> _Written problem_:
In the records below, find the line containing "If you could pin the crowd of"; give it again exactly, along with every line that follows, and nothing else.

> _Stored data_:
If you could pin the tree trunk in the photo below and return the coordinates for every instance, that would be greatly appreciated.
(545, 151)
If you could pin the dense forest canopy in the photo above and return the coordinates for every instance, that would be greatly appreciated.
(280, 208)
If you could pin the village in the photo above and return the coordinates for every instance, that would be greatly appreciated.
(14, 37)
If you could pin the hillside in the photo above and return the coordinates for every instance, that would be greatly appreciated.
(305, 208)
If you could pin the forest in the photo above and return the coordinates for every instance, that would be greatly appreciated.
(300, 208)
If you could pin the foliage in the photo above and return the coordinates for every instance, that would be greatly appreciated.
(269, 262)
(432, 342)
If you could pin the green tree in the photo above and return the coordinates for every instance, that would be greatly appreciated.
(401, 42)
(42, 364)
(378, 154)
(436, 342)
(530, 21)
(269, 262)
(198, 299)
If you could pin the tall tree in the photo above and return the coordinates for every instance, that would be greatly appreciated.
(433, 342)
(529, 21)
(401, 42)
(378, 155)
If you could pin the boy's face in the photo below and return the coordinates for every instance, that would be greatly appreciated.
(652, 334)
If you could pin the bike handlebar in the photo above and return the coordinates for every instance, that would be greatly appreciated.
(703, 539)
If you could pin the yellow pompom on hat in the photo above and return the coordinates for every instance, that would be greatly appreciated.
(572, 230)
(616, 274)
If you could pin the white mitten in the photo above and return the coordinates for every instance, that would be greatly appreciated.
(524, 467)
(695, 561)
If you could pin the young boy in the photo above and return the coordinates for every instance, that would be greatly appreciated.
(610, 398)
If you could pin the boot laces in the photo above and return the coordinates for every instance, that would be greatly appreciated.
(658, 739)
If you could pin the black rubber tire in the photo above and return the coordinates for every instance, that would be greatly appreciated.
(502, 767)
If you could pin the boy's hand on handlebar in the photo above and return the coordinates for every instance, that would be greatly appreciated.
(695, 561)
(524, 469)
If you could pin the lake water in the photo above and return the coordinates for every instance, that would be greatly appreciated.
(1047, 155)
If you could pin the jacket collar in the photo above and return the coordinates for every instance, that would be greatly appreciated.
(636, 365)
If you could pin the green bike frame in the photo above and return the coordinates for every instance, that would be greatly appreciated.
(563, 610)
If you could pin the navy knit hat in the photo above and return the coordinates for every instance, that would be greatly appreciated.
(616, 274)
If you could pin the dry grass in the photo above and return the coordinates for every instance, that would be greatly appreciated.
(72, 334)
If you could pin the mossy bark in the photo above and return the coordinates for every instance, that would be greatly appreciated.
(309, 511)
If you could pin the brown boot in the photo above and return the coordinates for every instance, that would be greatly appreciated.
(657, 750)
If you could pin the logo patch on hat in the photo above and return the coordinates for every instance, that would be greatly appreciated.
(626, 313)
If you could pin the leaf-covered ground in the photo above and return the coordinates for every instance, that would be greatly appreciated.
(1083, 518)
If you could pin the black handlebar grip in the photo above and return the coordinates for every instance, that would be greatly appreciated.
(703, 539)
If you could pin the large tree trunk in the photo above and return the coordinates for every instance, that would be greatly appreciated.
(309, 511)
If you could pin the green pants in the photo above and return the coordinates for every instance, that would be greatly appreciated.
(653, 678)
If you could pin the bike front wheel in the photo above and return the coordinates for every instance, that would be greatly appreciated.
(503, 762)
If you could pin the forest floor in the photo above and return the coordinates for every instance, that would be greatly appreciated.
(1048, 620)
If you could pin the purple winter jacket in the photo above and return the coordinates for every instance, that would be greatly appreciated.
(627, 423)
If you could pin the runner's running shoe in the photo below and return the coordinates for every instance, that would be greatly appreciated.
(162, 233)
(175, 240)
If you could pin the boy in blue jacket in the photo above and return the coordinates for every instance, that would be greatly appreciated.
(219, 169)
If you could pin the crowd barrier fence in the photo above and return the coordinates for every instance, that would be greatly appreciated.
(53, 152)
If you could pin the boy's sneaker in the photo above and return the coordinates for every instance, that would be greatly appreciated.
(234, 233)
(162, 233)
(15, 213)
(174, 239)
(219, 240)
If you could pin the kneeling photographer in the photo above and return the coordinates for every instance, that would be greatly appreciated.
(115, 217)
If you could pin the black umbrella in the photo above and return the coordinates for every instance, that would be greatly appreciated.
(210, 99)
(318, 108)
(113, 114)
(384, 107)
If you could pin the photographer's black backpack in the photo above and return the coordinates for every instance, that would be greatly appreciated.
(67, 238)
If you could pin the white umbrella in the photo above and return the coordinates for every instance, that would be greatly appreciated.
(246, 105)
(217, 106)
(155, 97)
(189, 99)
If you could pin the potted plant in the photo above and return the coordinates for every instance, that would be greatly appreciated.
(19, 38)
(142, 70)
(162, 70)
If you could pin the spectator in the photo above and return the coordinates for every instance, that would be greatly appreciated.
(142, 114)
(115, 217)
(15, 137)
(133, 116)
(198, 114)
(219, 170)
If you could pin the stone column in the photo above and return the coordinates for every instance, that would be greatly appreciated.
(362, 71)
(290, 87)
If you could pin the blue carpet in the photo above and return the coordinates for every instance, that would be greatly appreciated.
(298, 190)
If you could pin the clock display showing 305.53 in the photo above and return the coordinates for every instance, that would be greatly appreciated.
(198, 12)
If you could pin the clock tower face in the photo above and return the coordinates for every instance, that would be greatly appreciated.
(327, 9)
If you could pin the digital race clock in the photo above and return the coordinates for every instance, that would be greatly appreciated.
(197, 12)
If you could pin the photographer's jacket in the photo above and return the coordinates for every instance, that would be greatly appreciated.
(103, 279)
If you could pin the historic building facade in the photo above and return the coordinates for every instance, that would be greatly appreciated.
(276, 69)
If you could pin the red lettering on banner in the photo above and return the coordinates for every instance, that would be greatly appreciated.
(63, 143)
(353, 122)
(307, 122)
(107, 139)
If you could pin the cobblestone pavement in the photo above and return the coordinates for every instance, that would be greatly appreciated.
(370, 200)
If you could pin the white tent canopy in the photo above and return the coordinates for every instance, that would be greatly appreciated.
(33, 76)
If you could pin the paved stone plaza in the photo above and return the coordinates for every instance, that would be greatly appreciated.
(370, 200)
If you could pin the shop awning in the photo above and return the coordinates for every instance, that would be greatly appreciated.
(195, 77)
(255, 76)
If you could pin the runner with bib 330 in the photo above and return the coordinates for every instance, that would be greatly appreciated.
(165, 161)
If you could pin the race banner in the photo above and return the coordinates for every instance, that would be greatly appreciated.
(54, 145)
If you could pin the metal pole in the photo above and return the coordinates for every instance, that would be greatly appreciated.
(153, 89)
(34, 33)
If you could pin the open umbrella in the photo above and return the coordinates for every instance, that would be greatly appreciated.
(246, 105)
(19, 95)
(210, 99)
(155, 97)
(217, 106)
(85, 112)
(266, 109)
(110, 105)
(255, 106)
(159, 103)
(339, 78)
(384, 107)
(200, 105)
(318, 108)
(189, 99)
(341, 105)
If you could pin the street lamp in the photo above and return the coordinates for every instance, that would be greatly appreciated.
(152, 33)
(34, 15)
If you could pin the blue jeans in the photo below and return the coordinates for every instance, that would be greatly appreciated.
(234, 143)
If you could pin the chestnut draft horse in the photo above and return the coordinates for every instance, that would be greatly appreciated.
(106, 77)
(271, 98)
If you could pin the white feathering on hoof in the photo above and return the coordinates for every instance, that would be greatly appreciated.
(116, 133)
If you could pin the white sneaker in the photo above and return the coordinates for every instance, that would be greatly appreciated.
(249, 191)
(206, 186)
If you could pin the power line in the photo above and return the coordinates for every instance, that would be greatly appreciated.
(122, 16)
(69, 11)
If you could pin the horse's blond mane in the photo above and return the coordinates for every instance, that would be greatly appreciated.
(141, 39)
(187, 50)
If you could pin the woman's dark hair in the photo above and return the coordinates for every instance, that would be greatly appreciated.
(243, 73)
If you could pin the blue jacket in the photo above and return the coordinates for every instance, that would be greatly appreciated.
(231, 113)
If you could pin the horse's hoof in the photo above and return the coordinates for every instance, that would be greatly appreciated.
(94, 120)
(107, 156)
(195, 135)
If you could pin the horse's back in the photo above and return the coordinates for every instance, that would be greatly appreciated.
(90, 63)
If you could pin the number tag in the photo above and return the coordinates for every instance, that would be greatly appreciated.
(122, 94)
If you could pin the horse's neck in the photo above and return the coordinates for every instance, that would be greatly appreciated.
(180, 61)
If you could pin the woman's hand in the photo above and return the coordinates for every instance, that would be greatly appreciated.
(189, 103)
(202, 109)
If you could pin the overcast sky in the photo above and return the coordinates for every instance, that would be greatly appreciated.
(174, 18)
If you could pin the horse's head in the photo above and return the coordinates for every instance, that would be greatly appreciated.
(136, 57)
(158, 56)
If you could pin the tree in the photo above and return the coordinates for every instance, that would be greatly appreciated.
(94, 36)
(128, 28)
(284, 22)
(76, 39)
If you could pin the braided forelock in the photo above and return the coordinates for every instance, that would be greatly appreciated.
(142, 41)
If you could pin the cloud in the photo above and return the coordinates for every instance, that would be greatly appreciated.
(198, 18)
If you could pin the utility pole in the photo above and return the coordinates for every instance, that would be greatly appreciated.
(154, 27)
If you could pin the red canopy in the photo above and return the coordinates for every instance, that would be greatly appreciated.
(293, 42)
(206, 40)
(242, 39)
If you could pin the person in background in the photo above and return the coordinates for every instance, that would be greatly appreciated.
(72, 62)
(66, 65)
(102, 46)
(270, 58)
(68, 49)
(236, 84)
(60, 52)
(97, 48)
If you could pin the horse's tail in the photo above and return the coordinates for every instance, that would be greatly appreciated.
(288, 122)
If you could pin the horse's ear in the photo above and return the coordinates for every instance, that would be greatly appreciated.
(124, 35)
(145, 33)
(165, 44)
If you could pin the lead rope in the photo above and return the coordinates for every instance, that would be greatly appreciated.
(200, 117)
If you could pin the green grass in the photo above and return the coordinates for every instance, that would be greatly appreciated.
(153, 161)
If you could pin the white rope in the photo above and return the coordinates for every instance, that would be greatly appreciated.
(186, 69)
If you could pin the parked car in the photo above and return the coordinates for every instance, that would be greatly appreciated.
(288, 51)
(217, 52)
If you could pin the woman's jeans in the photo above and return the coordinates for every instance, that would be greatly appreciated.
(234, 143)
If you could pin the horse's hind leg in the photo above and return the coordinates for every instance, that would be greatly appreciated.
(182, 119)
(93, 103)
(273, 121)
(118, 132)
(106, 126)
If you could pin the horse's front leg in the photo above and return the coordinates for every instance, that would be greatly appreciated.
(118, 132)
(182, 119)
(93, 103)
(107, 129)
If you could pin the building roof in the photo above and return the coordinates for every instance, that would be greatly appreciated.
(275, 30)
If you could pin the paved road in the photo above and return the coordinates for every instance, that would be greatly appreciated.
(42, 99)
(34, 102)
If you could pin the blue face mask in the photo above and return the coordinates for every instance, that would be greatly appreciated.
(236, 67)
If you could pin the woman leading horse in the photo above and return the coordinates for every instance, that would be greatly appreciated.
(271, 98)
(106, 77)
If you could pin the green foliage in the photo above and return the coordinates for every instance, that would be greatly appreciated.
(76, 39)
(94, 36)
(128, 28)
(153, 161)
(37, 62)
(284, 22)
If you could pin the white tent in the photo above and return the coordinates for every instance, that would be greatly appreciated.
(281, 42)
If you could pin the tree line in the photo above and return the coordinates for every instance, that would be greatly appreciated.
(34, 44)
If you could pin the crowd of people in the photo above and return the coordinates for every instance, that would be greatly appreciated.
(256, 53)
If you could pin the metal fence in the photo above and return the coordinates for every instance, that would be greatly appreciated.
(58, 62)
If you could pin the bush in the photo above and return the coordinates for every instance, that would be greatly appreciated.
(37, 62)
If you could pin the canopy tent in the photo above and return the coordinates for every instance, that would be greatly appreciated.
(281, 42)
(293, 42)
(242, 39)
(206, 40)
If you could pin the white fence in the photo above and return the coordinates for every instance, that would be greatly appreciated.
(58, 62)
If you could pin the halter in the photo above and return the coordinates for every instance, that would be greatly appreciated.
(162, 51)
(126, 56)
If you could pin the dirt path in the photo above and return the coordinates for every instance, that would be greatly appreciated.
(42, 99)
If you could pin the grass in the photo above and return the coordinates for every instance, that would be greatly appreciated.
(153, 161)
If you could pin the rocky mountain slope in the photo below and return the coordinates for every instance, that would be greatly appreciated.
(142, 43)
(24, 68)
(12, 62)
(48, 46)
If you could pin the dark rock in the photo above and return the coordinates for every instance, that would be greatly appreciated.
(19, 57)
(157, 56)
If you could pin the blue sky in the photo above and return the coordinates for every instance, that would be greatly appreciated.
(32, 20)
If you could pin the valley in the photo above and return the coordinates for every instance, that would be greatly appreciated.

> _Output of the exercise_:
If you could pin the crowd of people in the photo above and return the coordinates for every instance, that would be greatly appreciated.
(256, 53)
If you could pin the metal fence in the photo above and return the coordinates for every instance, that would be greatly appreciated.
(58, 62)
If you could pin the bush in the photo above and return the coordinates for every instance, that would be greatly appreciated.
(37, 62)
If you could pin the canopy tent in the photo above and return the coordinates for every instance, that would be greatly appreciated.
(281, 42)
(293, 42)
(242, 39)
(206, 40)
If you could pin the white fence in the photo above and return the coordinates for every instance, that would be greatly appreciated.
(58, 62)
If you could pin the halter in the photo above and return the coordinates for every instance, that would be greatly appreciated.
(162, 51)
(126, 56)
If you could pin the dirt path in the photo above and return the coordinates for every instance, that would be greatly appreciated.
(42, 99)
If you could pin the grass in the photo above and return the coordinates for every instance, that would be greatly appreciated.
(153, 161)
If you could pin the rocky mountain slope in the photo below and return the coordinates for every instance, that would be greatly appreciated.
(142, 43)
(24, 68)
(12, 62)
(48, 46)
If you could pin the dark rock in the photo above and return the coordinates for every instance, that would be greatly appreciated.
(19, 57)
(157, 56)
If you could pin the blue sky in the photo above and return the coordinates for every instance, that would be greatly appreciated.
(32, 20)
If you could pin the valley in the photo above and return the coordinates for every instance, that would be greatly appreciated.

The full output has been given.